Supplied entries:
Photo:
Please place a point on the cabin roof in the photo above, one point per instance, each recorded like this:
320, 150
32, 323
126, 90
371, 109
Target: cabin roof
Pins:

What to work on: Edit the records by replacing every "cabin roof" with "shed roof" and leaving everything else the same.

Response to this task:
Photo:
Please place a point on the shed roof in the photo above, one point per instance, each recorded like this:
320, 150
32, 323
126, 90
371, 109
Target: shed roof
Pins:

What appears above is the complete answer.